## Reading passage
At the EPP symposium ‘Keeping up to date with network analysis’ on 8 and 9 December, PhD students could gain practical experience with applying Network theory to their own research and explore the promising field of this new approach to clinical psychology. Güldehan Durman started her PhD project within NSMD just a month earlier and enjoyed the two days in Driebergen a lot.

“A new approach – the network theory – is gaining ground in clinical psychology”, the invitation of the Postgraduate School for Experimental Psychopathology (EPP) said. In this symposium, the rationale for adopting a network approach in psychology was explained, and students could gain hands-on experience with its practical applications. In addition, there was room for conceptual discussions – fuelled by recent debates about the clinical utility of the network approach and its implications for the field of experimental psychopathology. Three NSMD affiliated researchers organised this symposium: Lotte Gerritsen (UU), Renée Visser (UvA) and Laurens Kemp (UM).

## List of tasks
**A.** Reproduce everything from "At the EPP symposium" down to "Driebergen a lot." in the symposium report, word for word.
**B.** According to the symposium report, which three researchers organized the symposium?
**C.** Render this sentence from the symposium report in Spanish: "In this symposium, the rationale for adopting a network approach in psychology was explained, and students could gain hands-on experience with its practical applications."

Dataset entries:
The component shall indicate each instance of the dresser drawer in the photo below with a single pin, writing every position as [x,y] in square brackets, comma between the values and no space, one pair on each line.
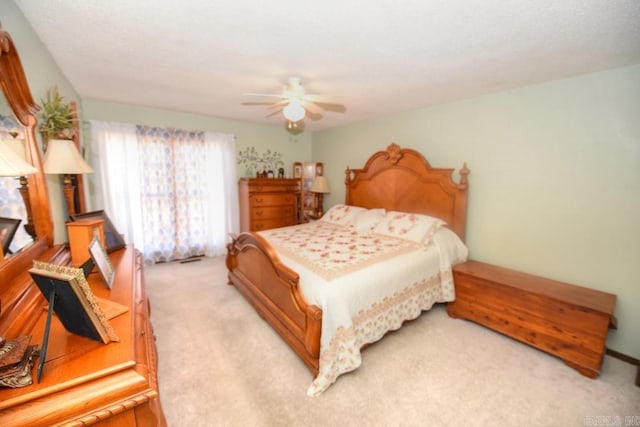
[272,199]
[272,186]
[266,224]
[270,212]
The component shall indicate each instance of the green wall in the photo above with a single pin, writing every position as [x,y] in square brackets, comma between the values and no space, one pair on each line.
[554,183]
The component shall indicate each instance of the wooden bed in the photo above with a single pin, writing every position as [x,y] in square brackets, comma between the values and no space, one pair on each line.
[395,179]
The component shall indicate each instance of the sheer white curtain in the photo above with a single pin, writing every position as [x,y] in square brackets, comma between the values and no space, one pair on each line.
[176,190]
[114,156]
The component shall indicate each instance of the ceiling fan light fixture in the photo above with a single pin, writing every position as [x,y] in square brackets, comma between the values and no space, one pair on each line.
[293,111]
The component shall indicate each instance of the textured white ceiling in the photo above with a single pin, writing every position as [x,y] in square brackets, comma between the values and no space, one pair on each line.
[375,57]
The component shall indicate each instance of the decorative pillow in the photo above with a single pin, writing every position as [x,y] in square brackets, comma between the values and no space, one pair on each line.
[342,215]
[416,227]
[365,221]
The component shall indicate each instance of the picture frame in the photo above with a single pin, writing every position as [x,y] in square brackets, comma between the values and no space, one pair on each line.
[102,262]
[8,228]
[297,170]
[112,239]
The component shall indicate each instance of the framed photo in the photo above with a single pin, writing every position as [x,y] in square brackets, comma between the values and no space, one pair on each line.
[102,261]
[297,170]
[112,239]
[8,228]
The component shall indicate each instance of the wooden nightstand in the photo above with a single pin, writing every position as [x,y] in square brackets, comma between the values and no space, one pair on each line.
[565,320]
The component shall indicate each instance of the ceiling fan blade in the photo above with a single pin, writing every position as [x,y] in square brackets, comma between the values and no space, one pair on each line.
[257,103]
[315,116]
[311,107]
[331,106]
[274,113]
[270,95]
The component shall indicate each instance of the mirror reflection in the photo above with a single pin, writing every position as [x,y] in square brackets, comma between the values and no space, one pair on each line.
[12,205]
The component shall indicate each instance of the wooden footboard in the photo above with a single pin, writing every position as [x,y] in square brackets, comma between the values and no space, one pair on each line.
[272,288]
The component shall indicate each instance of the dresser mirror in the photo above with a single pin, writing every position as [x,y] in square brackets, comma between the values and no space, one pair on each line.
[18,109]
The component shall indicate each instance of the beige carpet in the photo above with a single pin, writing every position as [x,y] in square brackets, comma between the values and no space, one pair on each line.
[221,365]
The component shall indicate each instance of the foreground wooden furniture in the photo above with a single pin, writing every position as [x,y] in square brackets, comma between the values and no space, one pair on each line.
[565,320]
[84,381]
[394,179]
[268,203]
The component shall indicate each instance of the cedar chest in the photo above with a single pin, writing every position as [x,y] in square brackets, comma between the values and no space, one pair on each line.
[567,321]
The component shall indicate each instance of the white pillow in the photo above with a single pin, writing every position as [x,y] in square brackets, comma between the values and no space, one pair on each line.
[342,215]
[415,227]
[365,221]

## Answers by item
**A.**
At the EPP symposium ‘Keeping up to date with network analysis’ on 8 and 9 December, PhD students could gain practical experience with applying Network theory to their own research and explore the promising field of this new approach to clinical psychology. Güldehan Durman started her PhD project within NSMD just a month earlier and enjoyed the two days in Driebergen a lot.

**B.** Lotte Gerritsen (UU), Renée Visser (UvA) and Laurens Kemp (UM).

**C.** En este simposio se explicó la justificación para adoptar un enfoque de redes en psicología, y los estudiantes pudieron adquirir experiencia directa con sus aplicaciones prácticas.